SET TASK ▸ Begin at the line of the listing that has "suv. Report pixel corners as JSON arrays." and stop after the line that has "[[965, 194, 1250, 435], [295, 245, 495, 359]]". Write out only those lines, swapping "dark suv" for "gray sedan" and leaving everything else unchanged.

TASK INPUTS ▸

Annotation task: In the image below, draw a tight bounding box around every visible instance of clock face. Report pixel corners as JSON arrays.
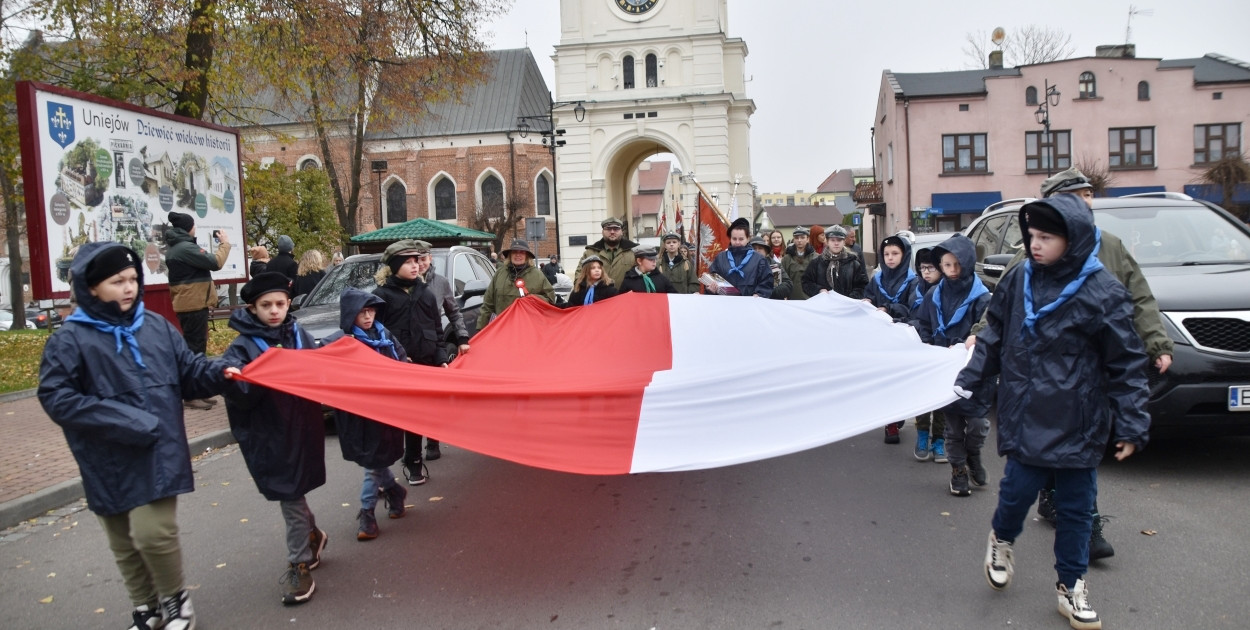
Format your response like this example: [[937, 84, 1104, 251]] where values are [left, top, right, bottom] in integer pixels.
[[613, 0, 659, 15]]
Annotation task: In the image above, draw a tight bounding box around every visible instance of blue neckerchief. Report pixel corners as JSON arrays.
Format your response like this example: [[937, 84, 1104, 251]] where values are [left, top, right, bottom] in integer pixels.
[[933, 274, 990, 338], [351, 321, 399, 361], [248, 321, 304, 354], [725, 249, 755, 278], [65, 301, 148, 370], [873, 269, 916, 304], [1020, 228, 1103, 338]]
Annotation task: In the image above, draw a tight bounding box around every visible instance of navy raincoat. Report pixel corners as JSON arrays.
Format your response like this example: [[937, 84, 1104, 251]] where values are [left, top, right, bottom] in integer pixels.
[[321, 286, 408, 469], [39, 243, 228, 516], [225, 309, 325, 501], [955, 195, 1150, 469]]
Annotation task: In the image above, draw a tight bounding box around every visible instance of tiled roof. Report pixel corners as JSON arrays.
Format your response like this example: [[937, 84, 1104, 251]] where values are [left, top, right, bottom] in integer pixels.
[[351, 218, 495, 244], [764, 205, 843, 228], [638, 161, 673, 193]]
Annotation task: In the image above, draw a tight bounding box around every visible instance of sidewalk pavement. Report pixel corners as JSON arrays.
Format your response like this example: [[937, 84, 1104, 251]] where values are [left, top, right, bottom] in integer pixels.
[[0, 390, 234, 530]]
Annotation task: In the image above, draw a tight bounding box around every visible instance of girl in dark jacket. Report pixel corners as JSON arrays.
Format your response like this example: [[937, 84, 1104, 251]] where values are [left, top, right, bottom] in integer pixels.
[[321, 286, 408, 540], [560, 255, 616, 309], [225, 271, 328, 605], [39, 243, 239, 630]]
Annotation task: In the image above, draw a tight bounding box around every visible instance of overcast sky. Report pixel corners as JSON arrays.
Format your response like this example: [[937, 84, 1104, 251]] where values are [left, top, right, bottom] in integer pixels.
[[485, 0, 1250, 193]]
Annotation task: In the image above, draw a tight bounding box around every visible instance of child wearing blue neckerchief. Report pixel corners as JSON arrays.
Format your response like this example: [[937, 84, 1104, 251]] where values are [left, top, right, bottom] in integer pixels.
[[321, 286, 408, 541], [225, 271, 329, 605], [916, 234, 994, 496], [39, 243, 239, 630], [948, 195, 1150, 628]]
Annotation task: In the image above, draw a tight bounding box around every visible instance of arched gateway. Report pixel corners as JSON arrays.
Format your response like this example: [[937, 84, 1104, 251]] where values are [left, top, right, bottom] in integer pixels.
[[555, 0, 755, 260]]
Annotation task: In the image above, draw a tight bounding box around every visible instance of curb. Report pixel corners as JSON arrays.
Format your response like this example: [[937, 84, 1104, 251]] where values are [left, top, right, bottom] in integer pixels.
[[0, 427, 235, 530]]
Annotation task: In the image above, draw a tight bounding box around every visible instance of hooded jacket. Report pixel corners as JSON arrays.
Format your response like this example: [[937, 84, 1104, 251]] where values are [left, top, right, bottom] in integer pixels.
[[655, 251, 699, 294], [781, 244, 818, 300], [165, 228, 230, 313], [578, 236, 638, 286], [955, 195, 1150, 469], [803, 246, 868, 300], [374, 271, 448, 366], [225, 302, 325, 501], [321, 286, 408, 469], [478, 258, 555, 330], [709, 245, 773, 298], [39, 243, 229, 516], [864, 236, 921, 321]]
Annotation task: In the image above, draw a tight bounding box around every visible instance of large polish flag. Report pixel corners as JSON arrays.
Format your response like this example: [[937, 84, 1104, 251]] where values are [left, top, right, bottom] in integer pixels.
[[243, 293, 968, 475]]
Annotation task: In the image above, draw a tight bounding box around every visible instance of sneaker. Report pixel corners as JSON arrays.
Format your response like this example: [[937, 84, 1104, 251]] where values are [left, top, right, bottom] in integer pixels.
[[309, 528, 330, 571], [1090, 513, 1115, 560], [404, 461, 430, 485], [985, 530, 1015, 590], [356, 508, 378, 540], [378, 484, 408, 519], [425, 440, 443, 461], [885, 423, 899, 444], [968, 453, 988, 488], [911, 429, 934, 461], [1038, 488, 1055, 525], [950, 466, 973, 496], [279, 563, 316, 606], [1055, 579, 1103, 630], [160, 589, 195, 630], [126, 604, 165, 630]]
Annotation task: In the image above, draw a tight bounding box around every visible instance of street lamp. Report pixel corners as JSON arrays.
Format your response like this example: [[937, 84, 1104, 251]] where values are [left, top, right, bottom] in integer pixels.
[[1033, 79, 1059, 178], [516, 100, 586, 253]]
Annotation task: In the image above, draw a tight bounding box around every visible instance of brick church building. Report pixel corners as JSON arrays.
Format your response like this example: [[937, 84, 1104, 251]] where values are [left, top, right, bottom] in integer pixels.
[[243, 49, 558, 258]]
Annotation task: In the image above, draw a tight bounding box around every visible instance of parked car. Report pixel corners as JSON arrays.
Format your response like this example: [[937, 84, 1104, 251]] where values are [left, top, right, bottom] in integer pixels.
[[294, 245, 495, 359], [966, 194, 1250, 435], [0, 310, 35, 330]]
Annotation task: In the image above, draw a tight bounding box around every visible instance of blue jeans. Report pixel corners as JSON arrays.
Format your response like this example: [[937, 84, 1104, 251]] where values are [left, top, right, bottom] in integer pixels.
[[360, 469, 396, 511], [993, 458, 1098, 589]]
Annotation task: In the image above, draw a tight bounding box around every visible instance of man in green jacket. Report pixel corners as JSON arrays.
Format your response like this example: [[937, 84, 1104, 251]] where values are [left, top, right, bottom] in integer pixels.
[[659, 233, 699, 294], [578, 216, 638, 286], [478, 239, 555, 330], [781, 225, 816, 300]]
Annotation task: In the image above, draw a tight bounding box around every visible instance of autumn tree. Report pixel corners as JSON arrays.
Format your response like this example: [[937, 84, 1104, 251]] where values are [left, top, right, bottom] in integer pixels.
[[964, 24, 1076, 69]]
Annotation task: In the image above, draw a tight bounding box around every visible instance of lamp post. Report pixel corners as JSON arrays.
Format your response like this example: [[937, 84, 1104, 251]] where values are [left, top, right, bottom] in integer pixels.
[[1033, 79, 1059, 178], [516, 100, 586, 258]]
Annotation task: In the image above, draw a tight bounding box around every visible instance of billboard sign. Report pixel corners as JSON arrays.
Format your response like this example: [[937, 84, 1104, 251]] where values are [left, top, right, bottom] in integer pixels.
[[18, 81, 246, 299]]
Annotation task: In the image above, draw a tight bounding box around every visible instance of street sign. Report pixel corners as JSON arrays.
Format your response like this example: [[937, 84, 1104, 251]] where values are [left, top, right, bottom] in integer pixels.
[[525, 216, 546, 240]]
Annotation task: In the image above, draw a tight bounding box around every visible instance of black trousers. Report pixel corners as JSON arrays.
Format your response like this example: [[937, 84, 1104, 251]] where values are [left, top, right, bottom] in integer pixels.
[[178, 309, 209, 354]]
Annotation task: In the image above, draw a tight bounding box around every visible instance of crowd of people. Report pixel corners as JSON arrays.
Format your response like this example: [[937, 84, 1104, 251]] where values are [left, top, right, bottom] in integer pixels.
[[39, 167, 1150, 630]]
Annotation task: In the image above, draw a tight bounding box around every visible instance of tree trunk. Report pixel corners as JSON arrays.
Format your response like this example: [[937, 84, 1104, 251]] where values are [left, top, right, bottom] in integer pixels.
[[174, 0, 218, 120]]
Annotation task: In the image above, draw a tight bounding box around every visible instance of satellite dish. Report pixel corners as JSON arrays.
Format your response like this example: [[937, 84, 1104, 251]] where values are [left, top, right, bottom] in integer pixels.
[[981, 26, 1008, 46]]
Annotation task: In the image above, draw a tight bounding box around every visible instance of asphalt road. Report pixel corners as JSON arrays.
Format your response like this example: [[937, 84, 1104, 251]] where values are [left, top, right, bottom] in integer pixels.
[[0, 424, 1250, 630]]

==

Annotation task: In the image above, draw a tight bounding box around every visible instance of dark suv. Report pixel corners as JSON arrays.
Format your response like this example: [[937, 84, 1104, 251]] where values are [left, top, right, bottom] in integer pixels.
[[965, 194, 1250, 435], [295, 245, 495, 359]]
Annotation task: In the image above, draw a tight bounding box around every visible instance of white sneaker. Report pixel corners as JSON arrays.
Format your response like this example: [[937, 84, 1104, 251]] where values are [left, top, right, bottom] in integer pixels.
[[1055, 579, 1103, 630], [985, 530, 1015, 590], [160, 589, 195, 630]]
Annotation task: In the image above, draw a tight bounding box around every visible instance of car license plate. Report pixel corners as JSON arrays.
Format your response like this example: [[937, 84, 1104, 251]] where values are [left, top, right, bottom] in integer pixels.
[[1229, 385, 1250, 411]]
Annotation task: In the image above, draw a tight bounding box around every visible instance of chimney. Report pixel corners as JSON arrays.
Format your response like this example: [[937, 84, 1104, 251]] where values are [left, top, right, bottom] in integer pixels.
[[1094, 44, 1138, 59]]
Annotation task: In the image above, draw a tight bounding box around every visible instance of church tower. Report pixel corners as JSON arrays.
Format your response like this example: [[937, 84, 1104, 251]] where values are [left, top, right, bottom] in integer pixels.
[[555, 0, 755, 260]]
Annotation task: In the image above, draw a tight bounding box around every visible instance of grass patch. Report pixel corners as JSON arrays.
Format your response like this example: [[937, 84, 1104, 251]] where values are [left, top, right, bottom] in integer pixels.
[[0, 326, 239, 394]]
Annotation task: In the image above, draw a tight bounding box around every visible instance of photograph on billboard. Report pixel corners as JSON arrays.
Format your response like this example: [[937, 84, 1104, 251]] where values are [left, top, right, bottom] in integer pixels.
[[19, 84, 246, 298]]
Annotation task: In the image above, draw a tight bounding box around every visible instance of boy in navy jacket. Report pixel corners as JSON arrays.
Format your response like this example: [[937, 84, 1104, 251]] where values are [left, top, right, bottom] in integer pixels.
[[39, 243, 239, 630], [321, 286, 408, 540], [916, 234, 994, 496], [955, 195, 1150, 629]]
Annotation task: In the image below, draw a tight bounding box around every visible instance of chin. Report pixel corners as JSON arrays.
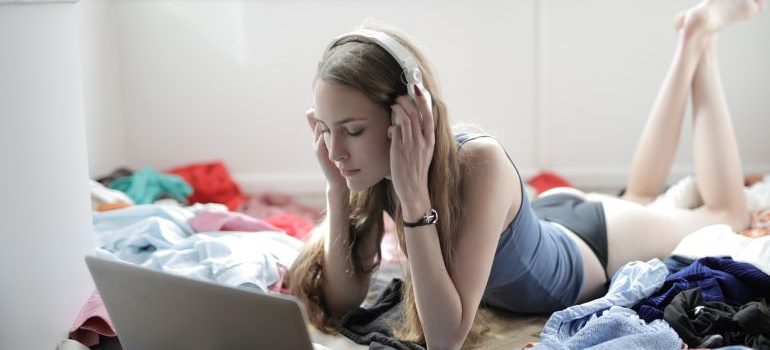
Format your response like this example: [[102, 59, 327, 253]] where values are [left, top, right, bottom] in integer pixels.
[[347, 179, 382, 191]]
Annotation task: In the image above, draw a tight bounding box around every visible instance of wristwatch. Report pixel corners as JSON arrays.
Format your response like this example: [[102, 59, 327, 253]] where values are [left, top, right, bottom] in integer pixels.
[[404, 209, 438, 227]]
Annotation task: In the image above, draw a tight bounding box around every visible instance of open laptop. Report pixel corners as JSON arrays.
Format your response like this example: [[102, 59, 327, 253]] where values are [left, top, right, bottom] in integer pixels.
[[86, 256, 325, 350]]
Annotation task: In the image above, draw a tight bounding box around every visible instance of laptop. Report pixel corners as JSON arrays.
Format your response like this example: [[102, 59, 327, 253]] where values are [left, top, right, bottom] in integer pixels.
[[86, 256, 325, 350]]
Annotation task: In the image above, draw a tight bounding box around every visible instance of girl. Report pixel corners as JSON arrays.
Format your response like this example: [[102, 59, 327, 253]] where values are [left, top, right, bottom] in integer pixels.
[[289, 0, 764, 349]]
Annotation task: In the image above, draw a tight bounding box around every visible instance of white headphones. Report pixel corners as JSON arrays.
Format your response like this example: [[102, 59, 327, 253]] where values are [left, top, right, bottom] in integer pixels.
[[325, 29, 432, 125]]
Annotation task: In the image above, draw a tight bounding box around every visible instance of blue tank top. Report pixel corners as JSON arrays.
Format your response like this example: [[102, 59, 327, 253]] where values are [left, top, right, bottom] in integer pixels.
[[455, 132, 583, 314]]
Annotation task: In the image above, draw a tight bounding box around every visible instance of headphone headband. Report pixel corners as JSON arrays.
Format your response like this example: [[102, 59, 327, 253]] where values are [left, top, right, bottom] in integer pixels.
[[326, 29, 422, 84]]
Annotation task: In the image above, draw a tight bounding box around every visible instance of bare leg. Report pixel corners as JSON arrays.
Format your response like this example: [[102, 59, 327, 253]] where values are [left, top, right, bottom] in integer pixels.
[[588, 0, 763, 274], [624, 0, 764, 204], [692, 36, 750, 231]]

* * *

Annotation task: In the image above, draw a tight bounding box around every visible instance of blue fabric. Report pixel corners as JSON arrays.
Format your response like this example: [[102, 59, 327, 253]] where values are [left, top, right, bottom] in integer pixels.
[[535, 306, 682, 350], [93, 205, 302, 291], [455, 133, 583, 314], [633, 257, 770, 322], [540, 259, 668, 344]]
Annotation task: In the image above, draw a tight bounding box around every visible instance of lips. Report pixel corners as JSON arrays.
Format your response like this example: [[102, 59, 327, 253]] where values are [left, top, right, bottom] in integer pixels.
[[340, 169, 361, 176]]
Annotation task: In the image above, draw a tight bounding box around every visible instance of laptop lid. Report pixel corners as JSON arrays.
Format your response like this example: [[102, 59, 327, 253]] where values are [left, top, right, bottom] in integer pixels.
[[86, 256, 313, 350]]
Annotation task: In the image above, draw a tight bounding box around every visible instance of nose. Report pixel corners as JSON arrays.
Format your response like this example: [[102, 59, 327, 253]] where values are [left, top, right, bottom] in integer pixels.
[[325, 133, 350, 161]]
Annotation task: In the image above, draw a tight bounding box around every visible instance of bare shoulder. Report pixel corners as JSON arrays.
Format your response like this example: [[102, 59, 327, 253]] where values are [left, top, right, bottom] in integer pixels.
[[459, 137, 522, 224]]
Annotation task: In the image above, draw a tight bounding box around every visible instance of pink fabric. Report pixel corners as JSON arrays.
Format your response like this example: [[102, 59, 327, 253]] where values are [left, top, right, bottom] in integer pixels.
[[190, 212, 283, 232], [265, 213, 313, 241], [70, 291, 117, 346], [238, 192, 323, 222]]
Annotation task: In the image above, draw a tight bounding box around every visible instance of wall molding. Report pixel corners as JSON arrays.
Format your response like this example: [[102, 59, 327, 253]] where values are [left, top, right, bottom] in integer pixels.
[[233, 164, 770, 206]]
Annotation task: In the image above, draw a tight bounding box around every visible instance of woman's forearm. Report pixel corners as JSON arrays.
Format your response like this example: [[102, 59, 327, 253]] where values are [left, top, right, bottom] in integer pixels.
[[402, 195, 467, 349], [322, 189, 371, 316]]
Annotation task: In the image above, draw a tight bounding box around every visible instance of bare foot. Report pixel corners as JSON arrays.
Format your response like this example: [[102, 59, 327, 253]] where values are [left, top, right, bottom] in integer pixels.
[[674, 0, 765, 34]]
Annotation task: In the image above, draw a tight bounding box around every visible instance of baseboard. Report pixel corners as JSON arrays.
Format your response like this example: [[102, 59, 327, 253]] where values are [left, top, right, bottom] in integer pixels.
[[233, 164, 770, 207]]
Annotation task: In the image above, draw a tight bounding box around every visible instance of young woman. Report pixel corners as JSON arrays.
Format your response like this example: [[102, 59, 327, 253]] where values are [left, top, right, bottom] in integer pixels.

RESULT BELOW ▸
Annotation task: In the image above, draw a tight bounding box around every visible instance of gray sedan. Report pixel corners as JSON arrays.
Format your response like this example: [[937, 84, 1104, 251]] where values are [left, top, right, bottom] in integer pixels.
[[965, 194, 1250, 435], [295, 245, 495, 359]]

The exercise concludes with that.